Put the lines of the listing below, from the line with "target: man's face" to the line with "POLYGON ((112 127, 109", into a Markdown table with the columns Row and Text. Number each row and leave out blank lines.

/---

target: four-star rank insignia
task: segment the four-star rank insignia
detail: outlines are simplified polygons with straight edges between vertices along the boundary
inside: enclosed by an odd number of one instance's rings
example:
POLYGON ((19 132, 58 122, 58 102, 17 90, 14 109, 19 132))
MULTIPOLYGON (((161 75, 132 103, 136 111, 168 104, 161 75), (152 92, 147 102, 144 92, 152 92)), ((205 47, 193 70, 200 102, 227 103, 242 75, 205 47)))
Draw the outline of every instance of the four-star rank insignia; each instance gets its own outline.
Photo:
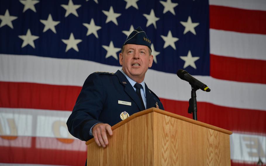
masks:
POLYGON ((122 112, 120 114, 120 118, 122 120, 125 120, 129 117, 129 114, 126 111, 122 112))
POLYGON ((158 109, 159 109, 159 106, 158 105, 158 102, 156 102, 156 103, 155 104, 155 105, 156 106, 156 108, 158 108, 158 109))

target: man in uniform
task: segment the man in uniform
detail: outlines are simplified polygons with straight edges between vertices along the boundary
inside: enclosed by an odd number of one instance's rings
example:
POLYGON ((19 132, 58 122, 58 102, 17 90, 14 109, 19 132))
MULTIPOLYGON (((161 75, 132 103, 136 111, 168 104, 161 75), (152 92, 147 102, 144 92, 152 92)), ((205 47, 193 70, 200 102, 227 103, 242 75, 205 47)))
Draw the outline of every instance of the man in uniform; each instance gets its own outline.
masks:
POLYGON ((74 136, 93 137, 99 146, 108 144, 107 131, 130 115, 154 107, 163 109, 158 97, 144 82, 151 67, 151 41, 140 27, 123 44, 119 54, 122 69, 115 73, 95 72, 85 81, 67 124, 74 136))

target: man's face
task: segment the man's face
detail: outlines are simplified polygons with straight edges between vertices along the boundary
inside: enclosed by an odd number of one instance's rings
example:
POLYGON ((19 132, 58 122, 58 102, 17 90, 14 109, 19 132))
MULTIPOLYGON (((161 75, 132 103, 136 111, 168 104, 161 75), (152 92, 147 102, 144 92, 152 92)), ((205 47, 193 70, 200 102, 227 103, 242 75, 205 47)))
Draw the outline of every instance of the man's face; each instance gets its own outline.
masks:
POLYGON ((129 44, 124 46, 123 52, 119 54, 119 63, 128 76, 140 83, 151 67, 153 56, 149 55, 149 48, 145 46, 129 44))

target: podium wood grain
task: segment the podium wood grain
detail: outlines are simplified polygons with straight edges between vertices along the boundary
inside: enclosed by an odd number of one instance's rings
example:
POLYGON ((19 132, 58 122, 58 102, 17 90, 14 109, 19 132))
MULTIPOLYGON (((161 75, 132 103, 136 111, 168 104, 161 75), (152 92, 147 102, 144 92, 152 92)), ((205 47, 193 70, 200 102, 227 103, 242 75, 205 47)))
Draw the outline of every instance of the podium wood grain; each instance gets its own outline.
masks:
POLYGON ((112 127, 109 145, 88 146, 88 165, 230 165, 232 132, 155 108, 112 127))

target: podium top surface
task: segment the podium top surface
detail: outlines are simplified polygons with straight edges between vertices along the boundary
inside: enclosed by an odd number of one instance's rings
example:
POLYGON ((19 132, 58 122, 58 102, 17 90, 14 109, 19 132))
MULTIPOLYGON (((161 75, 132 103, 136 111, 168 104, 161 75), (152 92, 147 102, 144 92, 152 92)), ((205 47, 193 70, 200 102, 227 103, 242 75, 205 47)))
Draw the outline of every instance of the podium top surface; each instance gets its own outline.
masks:
MULTIPOLYGON (((113 130, 115 129, 118 128, 120 126, 123 125, 125 123, 127 123, 137 117, 140 116, 145 114, 148 114, 153 112, 155 112, 164 115, 166 116, 179 119, 181 120, 185 121, 189 123, 193 123, 197 125, 202 126, 203 127, 204 127, 207 128, 212 129, 214 130, 216 130, 228 134, 230 135, 232 134, 232 132, 227 130, 226 130, 225 129, 224 129, 222 128, 220 128, 220 127, 218 127, 210 124, 205 123, 195 120, 190 118, 179 115, 172 113, 168 112, 166 111, 158 109, 155 108, 149 108, 147 110, 140 111, 134 114, 126 119, 112 126, 112 130, 113 130)), ((86 145, 87 145, 94 142, 94 139, 93 138, 92 138, 86 142, 86 145)))

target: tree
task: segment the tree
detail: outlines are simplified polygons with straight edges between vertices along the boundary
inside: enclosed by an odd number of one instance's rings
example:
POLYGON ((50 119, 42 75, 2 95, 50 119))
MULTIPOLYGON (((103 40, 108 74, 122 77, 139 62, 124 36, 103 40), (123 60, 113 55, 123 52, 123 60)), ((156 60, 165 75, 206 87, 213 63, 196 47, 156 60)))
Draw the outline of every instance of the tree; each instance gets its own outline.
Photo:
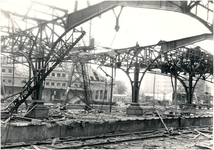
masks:
POLYGON ((126 93, 127 87, 123 81, 115 80, 114 84, 115 84, 114 94, 125 94, 126 93))

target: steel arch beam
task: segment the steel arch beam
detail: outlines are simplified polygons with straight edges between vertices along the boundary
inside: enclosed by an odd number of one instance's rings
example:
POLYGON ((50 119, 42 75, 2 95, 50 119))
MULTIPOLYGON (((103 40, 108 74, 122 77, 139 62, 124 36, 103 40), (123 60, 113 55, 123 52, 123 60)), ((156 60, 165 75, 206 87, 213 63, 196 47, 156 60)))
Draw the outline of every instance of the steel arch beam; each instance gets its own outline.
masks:
POLYGON ((183 13, 182 8, 186 5, 186 1, 174 1, 173 3, 168 1, 104 1, 68 14, 66 28, 74 25, 78 26, 117 6, 159 9, 183 13))

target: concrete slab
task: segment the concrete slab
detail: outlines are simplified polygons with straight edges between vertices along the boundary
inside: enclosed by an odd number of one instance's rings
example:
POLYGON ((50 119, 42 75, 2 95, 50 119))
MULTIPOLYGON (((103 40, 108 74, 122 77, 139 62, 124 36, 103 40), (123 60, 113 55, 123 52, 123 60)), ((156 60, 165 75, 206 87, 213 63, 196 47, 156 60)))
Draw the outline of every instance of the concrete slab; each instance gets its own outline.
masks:
MULTIPOLYGON (((163 119, 166 126, 185 127, 185 126, 212 126, 213 117, 182 117, 163 119)), ((154 129, 164 129, 159 118, 139 118, 138 120, 121 119, 120 121, 96 122, 84 120, 69 120, 70 122, 42 123, 41 125, 17 124, 2 125, 1 133, 2 144, 15 142, 44 141, 52 137, 81 137, 95 136, 107 133, 127 133, 137 131, 147 131, 154 129)))

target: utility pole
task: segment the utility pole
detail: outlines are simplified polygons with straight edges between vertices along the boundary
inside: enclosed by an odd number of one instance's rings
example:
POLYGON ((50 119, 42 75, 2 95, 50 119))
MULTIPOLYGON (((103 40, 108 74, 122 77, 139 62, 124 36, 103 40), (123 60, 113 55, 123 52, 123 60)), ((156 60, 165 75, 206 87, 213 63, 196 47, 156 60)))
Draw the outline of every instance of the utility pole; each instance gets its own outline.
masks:
POLYGON ((153 108, 155 107, 155 82, 156 82, 156 74, 154 74, 154 83, 153 83, 153 108))
POLYGON ((111 98, 110 98, 110 113, 111 113, 111 104, 112 104, 112 96, 113 96, 113 71, 114 71, 114 59, 112 58, 112 68, 111 68, 111 98))

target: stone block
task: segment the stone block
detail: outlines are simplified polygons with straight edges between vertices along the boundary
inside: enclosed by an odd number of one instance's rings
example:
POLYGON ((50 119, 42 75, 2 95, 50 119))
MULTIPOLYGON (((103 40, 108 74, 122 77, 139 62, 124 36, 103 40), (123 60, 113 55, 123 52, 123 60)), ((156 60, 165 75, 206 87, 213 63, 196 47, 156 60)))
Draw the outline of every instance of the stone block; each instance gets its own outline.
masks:
POLYGON ((48 118, 49 109, 44 105, 43 101, 36 101, 37 106, 29 112, 26 117, 44 119, 48 118))
POLYGON ((143 109, 139 106, 138 103, 132 103, 127 109, 126 109, 127 115, 136 115, 136 116, 142 116, 143 109))

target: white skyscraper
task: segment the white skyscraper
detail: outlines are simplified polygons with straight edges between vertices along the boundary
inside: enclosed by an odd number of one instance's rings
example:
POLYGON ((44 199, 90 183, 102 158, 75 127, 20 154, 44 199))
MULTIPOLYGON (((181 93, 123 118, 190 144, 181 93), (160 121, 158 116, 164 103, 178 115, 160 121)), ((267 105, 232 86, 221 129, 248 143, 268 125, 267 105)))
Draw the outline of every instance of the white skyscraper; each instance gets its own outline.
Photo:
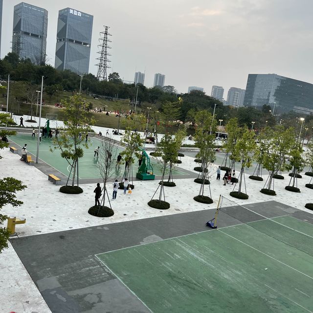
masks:
POLYGON ((165 75, 157 73, 155 74, 155 82, 153 87, 158 86, 163 88, 164 87, 164 82, 165 81, 165 75))
POLYGON ((145 74, 144 73, 141 72, 136 72, 135 73, 134 79, 135 85, 137 84, 141 84, 144 85, 145 83, 145 74))

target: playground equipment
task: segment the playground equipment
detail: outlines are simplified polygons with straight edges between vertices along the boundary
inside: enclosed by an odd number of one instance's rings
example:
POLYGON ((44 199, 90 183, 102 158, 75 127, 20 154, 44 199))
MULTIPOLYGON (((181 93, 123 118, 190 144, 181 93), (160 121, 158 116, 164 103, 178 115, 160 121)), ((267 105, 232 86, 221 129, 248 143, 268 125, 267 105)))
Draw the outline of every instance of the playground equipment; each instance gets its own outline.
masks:
POLYGON ((139 149, 142 151, 142 163, 138 169, 136 177, 143 180, 153 180, 156 178, 156 176, 153 174, 153 168, 150 164, 150 158, 144 149, 141 148, 139 149))

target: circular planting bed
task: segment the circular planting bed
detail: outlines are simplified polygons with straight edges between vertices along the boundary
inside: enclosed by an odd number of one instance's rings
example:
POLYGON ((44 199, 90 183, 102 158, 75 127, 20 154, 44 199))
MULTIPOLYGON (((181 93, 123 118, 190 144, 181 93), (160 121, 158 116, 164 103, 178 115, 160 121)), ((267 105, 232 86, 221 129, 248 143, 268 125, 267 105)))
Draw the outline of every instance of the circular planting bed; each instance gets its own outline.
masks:
MULTIPOLYGON (((159 185, 160 185, 161 182, 158 183, 159 185)), ((176 184, 174 181, 163 181, 163 185, 165 186, 165 187, 175 187, 176 186, 176 184)))
POLYGON ((284 179, 285 178, 282 175, 279 175, 278 174, 275 174, 273 175, 273 178, 275 179, 284 179))
POLYGON ((196 196, 194 197, 194 200, 197 201, 197 202, 206 204, 210 204, 213 203, 213 201, 209 197, 207 197, 206 196, 196 196))
POLYGON ((159 210, 167 210, 170 208, 170 203, 166 201, 161 200, 151 200, 148 202, 148 205, 155 209, 159 210))
MULTIPOLYGON (((202 168, 201 166, 196 166, 196 167, 194 168, 194 171, 196 171, 197 172, 203 172, 203 169, 202 168)), ((206 168, 205 169, 205 173, 207 173, 209 170, 206 168)))
POLYGON ((258 180, 259 181, 263 181, 263 179, 262 177, 260 177, 260 176, 253 176, 253 175, 251 175, 251 176, 249 176, 249 178, 253 180, 258 180))
POLYGON ((309 210, 313 210, 313 203, 307 203, 304 207, 306 207, 307 209, 309 209, 309 210))
POLYGON ((99 209, 99 205, 91 206, 88 210, 88 213, 90 215, 97 217, 110 217, 114 215, 114 211, 108 206, 101 205, 99 209))
POLYGON ((275 191, 272 190, 271 189, 263 188, 260 190, 260 192, 262 192, 265 195, 268 195, 268 196, 276 196, 276 192, 275 192, 275 191))
POLYGON ((60 192, 64 194, 77 195, 83 193, 83 189, 77 186, 62 186, 60 188, 60 192))
POLYGON ((288 191, 292 191, 292 192, 301 192, 300 189, 296 187, 292 187, 292 186, 286 186, 285 189, 288 191))
MULTIPOLYGON (((197 184, 201 184, 203 182, 203 180, 201 178, 196 178, 194 181, 197 184)), ((204 185, 209 185, 210 181, 208 179, 204 179, 204 185)))
MULTIPOLYGON (((135 187, 135 186, 134 185, 132 185, 132 184, 130 184, 129 185, 128 185, 128 188, 131 187, 131 189, 132 189, 132 190, 133 190, 133 189, 134 189, 134 188, 135 187)), ((118 183, 118 189, 124 189, 124 183, 123 182, 119 182, 118 183)))
POLYGON ((227 166, 221 166, 221 171, 228 171, 228 172, 230 172, 230 167, 227 167, 227 166))
POLYGON ((247 194, 244 194, 243 192, 232 191, 229 193, 229 195, 234 198, 236 198, 237 199, 246 200, 249 199, 249 196, 247 194))

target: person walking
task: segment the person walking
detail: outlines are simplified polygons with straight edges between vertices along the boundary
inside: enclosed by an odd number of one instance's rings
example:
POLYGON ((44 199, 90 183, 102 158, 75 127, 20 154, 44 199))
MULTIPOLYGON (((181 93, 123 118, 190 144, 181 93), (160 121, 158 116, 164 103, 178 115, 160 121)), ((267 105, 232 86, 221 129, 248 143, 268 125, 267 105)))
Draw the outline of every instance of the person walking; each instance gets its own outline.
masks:
POLYGON ((100 183, 99 182, 97 184, 97 187, 96 187, 96 189, 93 190, 93 192, 95 193, 94 196, 94 206, 100 205, 99 199, 101 196, 101 187, 100 186, 100 183))
POLYGON ((95 157, 96 155, 97 155, 97 157, 99 156, 99 149, 100 149, 100 147, 98 147, 98 148, 96 148, 94 149, 94 156, 93 156, 93 157, 95 157))
POLYGON ((113 194, 112 195, 112 200, 116 199, 116 195, 117 194, 117 189, 118 189, 118 182, 117 179, 113 183, 113 194))
POLYGON ((129 185, 129 181, 127 178, 123 179, 122 182, 124 183, 124 194, 126 194, 126 191, 128 189, 128 186, 129 185))
POLYGON ((221 166, 219 166, 219 168, 216 170, 217 175, 216 176, 216 180, 219 180, 221 179, 221 166))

\---

### [WORKED SOLUTION]
| Row | Text |
|---|---|
| 1 | target: man's face |
| 2 | task: segment the man's face |
| 3 | detail: outlines are simplified polygons with straight edges between vertices along the boundary |
| 4 | inside: enclosed by an odd number of one instance's rings |
| 5 | example: |
| 6 | POLYGON ((19 132, 58 122, 58 102, 17 90, 14 109, 19 132)) |
| 7 | MULTIPOLYGON (((161 75, 132 103, 136 111, 168 104, 161 75), (152 92, 147 102, 144 92, 152 92)), ((205 47, 193 70, 200 102, 227 103, 242 75, 205 47))) |
| 8 | Draw the outline of every instance of the man's face; each instance gets its own outline. |
| 9 | masks: |
| 10 | POLYGON ((129 44, 124 46, 123 52, 119 54, 119 63, 128 76, 140 83, 151 67, 153 56, 149 55, 149 48, 145 46, 129 44)) |
| 11 | target: podium wood grain |
| 12 | task: segment the podium wood grain |
| 13 | detail: outlines are simplified polygons with straight edges between vertices along the boundary |
| 14 | inside: enclosed by an odd number of one instance's rings |
| 15 | example: |
| 16 | POLYGON ((19 132, 58 122, 58 102, 17 90, 14 109, 19 132)) |
| 17 | MULTIPOLYGON (((161 75, 132 103, 136 111, 168 104, 161 75), (152 92, 147 102, 144 92, 152 92)), ((205 47, 193 70, 200 102, 227 103, 242 75, 205 47))) |
| 18 | Draw the outline of every instance of the podium wood grain; each instance gets its own outline. |
| 19 | masks: |
| 20 | POLYGON ((112 127, 109 145, 88 146, 88 165, 230 165, 232 132, 155 108, 112 127)) |